• **GIVEN REQUEST A**: Return the stretch of the triangle proof from "Altitude CE And" through "Construction We Have ...", word for word.
• **GIVEN REQUEST B**: Summarize the triangle proof in two sentences.
• **GIVEN REQUEST C**: List every distinct pair of named segments that the triangle proof states to be parallel.

• **QUOTED TEXT**:
__________

Question

two triangles having the same base and equal areas lie between the same parallels. Prove it

Answer 1

$\huge{Hey\:Mate\:Here\:Is\:Your\:Answer}$

$\textbf{Given That ...}$

∆ABC And ∆ADC Both Lie On The Same Base In A Way That

ar( ∆ABC ) = ar( ∆ABD)

$\textbf{To Prove..}$

∆ABC And ∆ADB Lie Between The Same Parallel.. ie:- CD || AB

$\textbf{Construction}$

Altitude CE And DF Of ∆ACB & ∆ADB.. On AB .

$\textbf{Proof -}$

Now According To Question It's Said That ∆ABC And ∆ABD Both lie On The Same Base ... And Both Have

Equal Area.

Now By Construction We Have ...

CE Perpendicular To AB

And DF Perpendicular To AB

Now We Know That Lines Perpendicular To Same Line Are Parallel To Each Other Therefore ...

CE || DF --- EQ (1)

So Now It's Given That

ar ( ABC ) = ar ( ABD )

Now We Know That ..

$\boxed{Area\:Triangle\:= \:1/2 \:×\: Base\: ×\: Height}$

Therefore

ar(ABC) = 1/2 × AB × CE

And

ar(ABD) = 1/2 × AB × DF

Now Since Area Of ABC = Area OF ABD

Therefore We Have ...

$\boxed{CE = DF}$ ---- EQ. (2)

Now In Quadrilateral CDEF

CE = DF

And

CE || DF

So We Know That If In A Quadrilateral If One Pair Of Opposite Sides Are Equal And Parallel Then The

Quadrilateral Is Parallelogram.

Therefore

CDEF Is A Parallelogram ...

Therefore

CD || EF ( opposite Sides Of Parallelogram )

That Is ..

$\boxed{CD || AB}$

$\textbf{Hence Proved That Triangle ABC And Triangle ADB lie Between The same Parallel ....}$

__________

• **DATA LISTING**:
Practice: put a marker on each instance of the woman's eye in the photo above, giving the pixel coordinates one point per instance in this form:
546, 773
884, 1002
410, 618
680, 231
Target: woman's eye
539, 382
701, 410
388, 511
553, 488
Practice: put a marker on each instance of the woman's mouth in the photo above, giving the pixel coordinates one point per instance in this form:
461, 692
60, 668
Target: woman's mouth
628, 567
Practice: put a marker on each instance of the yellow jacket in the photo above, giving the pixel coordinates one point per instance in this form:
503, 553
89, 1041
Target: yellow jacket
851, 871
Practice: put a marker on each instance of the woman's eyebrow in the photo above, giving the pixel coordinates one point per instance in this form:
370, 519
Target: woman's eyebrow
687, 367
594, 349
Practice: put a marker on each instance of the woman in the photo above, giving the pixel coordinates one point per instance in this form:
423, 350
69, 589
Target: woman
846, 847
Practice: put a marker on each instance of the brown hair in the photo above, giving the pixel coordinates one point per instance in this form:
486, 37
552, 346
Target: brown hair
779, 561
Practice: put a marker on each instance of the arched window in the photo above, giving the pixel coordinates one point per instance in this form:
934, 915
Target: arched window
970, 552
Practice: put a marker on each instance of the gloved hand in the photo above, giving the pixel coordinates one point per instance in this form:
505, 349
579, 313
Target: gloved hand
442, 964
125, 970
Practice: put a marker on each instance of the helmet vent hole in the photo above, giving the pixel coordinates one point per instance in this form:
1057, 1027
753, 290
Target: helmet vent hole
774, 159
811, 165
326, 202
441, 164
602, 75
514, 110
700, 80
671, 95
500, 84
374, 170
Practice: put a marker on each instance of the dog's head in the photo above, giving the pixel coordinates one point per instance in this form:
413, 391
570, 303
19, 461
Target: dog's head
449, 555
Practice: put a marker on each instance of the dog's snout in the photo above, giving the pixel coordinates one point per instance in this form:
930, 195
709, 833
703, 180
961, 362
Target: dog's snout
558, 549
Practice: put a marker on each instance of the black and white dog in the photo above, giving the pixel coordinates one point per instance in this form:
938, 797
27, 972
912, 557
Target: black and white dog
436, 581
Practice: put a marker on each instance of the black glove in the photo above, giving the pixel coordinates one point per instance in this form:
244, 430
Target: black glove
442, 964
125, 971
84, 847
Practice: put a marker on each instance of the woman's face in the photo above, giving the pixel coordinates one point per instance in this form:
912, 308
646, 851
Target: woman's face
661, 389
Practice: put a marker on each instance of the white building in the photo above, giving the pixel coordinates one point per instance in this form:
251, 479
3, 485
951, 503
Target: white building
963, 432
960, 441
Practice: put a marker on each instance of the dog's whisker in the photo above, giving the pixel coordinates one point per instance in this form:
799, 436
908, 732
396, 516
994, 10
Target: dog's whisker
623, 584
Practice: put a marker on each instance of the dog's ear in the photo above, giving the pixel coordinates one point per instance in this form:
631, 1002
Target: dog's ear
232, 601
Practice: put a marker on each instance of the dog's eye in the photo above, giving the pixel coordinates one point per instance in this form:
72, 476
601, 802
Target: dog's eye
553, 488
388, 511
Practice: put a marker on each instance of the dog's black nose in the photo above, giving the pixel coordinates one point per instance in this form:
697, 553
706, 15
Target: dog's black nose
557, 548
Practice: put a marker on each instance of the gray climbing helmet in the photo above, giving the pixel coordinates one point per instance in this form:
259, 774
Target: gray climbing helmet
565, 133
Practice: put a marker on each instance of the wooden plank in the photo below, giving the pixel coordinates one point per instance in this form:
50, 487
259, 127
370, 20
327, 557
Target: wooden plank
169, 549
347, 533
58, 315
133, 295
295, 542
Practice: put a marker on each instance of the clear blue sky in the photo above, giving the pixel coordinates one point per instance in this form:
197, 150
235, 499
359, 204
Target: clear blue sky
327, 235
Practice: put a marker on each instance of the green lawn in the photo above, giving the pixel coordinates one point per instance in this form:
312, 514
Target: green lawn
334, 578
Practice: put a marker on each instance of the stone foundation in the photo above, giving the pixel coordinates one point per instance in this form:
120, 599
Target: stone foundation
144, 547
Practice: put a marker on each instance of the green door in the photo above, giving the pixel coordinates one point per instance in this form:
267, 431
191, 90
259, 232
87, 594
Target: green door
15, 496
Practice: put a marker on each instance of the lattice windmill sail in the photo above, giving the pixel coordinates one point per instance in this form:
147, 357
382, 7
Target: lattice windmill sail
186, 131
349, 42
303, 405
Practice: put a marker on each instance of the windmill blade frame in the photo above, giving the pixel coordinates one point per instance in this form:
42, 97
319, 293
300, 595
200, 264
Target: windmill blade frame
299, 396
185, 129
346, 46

__________

• **COMPLETE RESPONSE A**:
Altitude CE And DF Of ∆ACB & ∆ADB.. On AB .

$\textbf{Proof -}$

Now According To Question It's Said That ∆ABC And ∆ABD Both lie On The Same Base ... And Both Have

Equal Area.

Now By Construction We Have ...

• **COMPLETE RESPONSE B**: The proof constructs altitudes CE and DF from the two triangles onto their common base AB; these altitudes are parallel because lines perpendicular to the same line are parallel. Because the triangles have equal areas on the same base, CE = DF, so CDEF is a parallelogram and CD || AB, meaning the triangles lie between the same parallels.

• **COMPLETE RESPONSE C**:
- CD and AB
- CE and DF
- CD and EF